SHORT TASK: Recast every line of the items below as a numbered list, omitting any blank lines.

— Start of MATERIAL TO PROCESS —

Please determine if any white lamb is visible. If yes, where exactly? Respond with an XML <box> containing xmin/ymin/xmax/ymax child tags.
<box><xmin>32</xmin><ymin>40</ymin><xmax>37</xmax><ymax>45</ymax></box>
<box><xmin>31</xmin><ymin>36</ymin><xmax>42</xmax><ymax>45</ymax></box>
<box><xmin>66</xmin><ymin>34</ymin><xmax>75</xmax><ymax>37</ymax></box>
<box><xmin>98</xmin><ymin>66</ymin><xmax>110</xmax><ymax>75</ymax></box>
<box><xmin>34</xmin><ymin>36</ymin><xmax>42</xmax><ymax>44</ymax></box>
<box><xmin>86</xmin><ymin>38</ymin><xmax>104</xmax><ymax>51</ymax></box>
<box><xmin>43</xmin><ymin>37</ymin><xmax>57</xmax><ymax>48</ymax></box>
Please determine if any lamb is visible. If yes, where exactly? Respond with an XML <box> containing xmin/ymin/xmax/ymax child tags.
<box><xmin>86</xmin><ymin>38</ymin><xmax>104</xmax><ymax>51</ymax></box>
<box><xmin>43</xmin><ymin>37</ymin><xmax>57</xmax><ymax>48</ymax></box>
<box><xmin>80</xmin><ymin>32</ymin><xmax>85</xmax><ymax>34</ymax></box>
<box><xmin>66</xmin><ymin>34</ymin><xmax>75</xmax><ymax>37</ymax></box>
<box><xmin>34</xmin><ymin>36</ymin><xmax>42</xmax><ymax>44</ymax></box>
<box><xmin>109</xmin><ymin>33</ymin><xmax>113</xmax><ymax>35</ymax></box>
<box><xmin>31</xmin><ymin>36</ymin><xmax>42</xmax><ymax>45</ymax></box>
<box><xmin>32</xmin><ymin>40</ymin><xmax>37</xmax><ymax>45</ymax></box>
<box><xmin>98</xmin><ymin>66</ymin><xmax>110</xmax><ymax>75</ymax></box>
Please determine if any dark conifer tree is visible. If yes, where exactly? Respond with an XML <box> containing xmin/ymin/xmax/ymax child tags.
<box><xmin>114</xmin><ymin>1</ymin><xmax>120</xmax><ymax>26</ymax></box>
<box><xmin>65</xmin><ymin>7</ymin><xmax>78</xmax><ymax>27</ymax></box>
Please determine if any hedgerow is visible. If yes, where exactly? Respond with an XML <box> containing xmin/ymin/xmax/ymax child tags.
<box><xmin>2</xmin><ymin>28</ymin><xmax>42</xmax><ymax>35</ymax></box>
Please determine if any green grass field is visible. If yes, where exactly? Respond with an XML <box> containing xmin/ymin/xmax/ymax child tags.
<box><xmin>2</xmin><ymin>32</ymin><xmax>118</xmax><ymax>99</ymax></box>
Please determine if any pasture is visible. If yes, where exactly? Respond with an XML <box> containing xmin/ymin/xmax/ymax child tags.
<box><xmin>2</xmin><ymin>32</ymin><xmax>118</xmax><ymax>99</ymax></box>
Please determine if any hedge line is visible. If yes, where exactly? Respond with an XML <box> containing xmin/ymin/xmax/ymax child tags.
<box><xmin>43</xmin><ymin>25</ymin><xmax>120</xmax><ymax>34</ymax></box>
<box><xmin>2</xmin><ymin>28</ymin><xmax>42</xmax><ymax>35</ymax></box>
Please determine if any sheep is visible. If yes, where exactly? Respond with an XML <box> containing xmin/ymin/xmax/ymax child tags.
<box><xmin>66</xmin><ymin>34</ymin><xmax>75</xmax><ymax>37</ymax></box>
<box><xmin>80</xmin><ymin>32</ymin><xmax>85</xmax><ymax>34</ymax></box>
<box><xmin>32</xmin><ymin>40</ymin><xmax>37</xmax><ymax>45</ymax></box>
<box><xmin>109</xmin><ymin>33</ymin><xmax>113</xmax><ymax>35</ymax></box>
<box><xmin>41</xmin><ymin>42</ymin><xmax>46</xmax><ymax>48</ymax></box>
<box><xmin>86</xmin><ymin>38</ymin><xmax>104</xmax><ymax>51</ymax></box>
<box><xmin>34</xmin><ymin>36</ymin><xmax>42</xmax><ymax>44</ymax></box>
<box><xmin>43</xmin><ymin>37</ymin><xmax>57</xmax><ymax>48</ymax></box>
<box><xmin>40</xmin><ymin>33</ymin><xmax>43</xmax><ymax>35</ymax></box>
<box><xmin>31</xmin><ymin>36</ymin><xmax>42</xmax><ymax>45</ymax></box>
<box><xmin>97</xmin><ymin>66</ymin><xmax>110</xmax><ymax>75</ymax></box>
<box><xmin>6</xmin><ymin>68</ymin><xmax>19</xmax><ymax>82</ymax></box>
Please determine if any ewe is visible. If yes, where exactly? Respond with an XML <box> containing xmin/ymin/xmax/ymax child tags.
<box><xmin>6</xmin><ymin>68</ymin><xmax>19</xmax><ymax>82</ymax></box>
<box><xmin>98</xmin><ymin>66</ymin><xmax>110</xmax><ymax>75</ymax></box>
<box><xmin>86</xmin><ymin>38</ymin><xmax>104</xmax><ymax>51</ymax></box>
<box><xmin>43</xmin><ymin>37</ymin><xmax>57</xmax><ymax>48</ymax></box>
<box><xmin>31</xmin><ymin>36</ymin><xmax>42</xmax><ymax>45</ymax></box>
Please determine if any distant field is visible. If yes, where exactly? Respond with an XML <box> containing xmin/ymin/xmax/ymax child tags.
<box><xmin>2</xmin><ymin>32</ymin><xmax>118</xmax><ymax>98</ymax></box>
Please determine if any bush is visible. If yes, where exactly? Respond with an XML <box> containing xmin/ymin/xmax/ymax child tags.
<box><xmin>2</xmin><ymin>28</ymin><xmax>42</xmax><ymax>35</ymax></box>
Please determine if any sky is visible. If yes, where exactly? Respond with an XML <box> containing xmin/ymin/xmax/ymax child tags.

— End of MATERIAL TO PROCESS —

SOLUTION TO THE PROBLEM:
1. Please determine if any white lamb is visible. If yes, where exactly? Respond with an XML <box> containing xmin/ymin/xmax/ymax child tags.
2. <box><xmin>32</xmin><ymin>40</ymin><xmax>37</xmax><ymax>45</ymax></box>
3. <box><xmin>31</xmin><ymin>36</ymin><xmax>42</xmax><ymax>45</ymax></box>
4. <box><xmin>66</xmin><ymin>34</ymin><xmax>75</xmax><ymax>37</ymax></box>
5. <box><xmin>98</xmin><ymin>66</ymin><xmax>110</xmax><ymax>75</ymax></box>
6. <box><xmin>34</xmin><ymin>36</ymin><xmax>42</xmax><ymax>44</ymax></box>
7. <box><xmin>86</xmin><ymin>38</ymin><xmax>104</xmax><ymax>51</ymax></box>
8. <box><xmin>43</xmin><ymin>37</ymin><xmax>57</xmax><ymax>48</ymax></box>
9. Please determine if any lamb is visible. If yes, where exactly? Respond with an XML <box> containing xmin/ymin/xmax/ymax child tags.
10. <box><xmin>86</xmin><ymin>38</ymin><xmax>104</xmax><ymax>51</ymax></box>
11. <box><xmin>43</xmin><ymin>37</ymin><xmax>57</xmax><ymax>48</ymax></box>
12. <box><xmin>80</xmin><ymin>32</ymin><xmax>85</xmax><ymax>34</ymax></box>
13. <box><xmin>66</xmin><ymin>34</ymin><xmax>75</xmax><ymax>37</ymax></box>
14. <box><xmin>34</xmin><ymin>36</ymin><xmax>42</xmax><ymax>44</ymax></box>
15. <box><xmin>109</xmin><ymin>33</ymin><xmax>113</xmax><ymax>35</ymax></box>
16. <box><xmin>31</xmin><ymin>36</ymin><xmax>42</xmax><ymax>45</ymax></box>
17. <box><xmin>32</xmin><ymin>40</ymin><xmax>37</xmax><ymax>45</ymax></box>
18. <box><xmin>98</xmin><ymin>66</ymin><xmax>110</xmax><ymax>75</ymax></box>
19. Please determine if any dark conifer tree is visible. If yes, where exactly? Respond with an XML <box> containing xmin/ymin/xmax/ymax child tags.
20. <box><xmin>114</xmin><ymin>1</ymin><xmax>120</xmax><ymax>26</ymax></box>
21. <box><xmin>65</xmin><ymin>7</ymin><xmax>78</xmax><ymax>27</ymax></box>
22. Please determine if any hedgerow is visible. If yes, where exactly? Respond with an XML <box> containing xmin/ymin/xmax/ymax child tags.
23. <box><xmin>2</xmin><ymin>28</ymin><xmax>42</xmax><ymax>35</ymax></box>
24. Please determine if any green grass field is visible. If yes, where exactly? Respond with an XML <box> containing xmin/ymin/xmax/ymax child tags.
25. <box><xmin>2</xmin><ymin>32</ymin><xmax>118</xmax><ymax>99</ymax></box>
26. Please determine if any pasture is visible. If yes, where exactly? Respond with an XML <box> containing xmin/ymin/xmax/ymax child tags.
27. <box><xmin>2</xmin><ymin>32</ymin><xmax>118</xmax><ymax>99</ymax></box>
28. Please determine if any hedge line is visible. If yes, where exactly? Respond with an XML <box> containing xmin/ymin/xmax/ymax child tags.
29. <box><xmin>43</xmin><ymin>25</ymin><xmax>120</xmax><ymax>34</ymax></box>
30. <box><xmin>2</xmin><ymin>28</ymin><xmax>42</xmax><ymax>35</ymax></box>
31. Please determine if any sheep is visible. If yes, where exactly? Respond with an XML <box> containing xmin/ymin/xmax/ymax child tags.
32. <box><xmin>66</xmin><ymin>34</ymin><xmax>75</xmax><ymax>37</ymax></box>
33. <box><xmin>80</xmin><ymin>32</ymin><xmax>85</xmax><ymax>34</ymax></box>
34. <box><xmin>32</xmin><ymin>40</ymin><xmax>37</xmax><ymax>45</ymax></box>
35. <box><xmin>109</xmin><ymin>33</ymin><xmax>113</xmax><ymax>35</ymax></box>
36. <box><xmin>41</xmin><ymin>42</ymin><xmax>46</xmax><ymax>48</ymax></box>
37. <box><xmin>86</xmin><ymin>38</ymin><xmax>104</xmax><ymax>51</ymax></box>
38. <box><xmin>34</xmin><ymin>36</ymin><xmax>42</xmax><ymax>44</ymax></box>
39. <box><xmin>43</xmin><ymin>37</ymin><xmax>57</xmax><ymax>48</ymax></box>
40. <box><xmin>40</xmin><ymin>33</ymin><xmax>43</xmax><ymax>35</ymax></box>
41. <box><xmin>31</xmin><ymin>36</ymin><xmax>42</xmax><ymax>45</ymax></box>
42. <box><xmin>97</xmin><ymin>66</ymin><xmax>110</xmax><ymax>75</ymax></box>
43. <box><xmin>6</xmin><ymin>68</ymin><xmax>19</xmax><ymax>82</ymax></box>
44. Please determine if any ewe is visible. If yes, where exactly? Respond with an XML <box> containing xmin/ymin/xmax/ymax child tags.
45. <box><xmin>6</xmin><ymin>68</ymin><xmax>19</xmax><ymax>82</ymax></box>
46. <box><xmin>98</xmin><ymin>66</ymin><xmax>110</xmax><ymax>75</ymax></box>
47. <box><xmin>86</xmin><ymin>38</ymin><xmax>104</xmax><ymax>51</ymax></box>
48. <box><xmin>43</xmin><ymin>37</ymin><xmax>57</xmax><ymax>48</ymax></box>
49. <box><xmin>31</xmin><ymin>36</ymin><xmax>42</xmax><ymax>45</ymax></box>
50. Please determine if any distant field is visible. If yes, where exactly? Respond with an XML <box> containing xmin/ymin/xmax/ymax child tags.
51. <box><xmin>2</xmin><ymin>32</ymin><xmax>118</xmax><ymax>98</ymax></box>
52. Please determine if any bush is visible. If yes, where exactly? Respond with an XML <box> containing xmin/ymin/xmax/ymax child tags.
53. <box><xmin>2</xmin><ymin>28</ymin><xmax>42</xmax><ymax>35</ymax></box>
54. Please determine if any sky is visible. If yes, where exactly? Respond with an XML <box> containing xmin/ymin/xmax/ymax child tags.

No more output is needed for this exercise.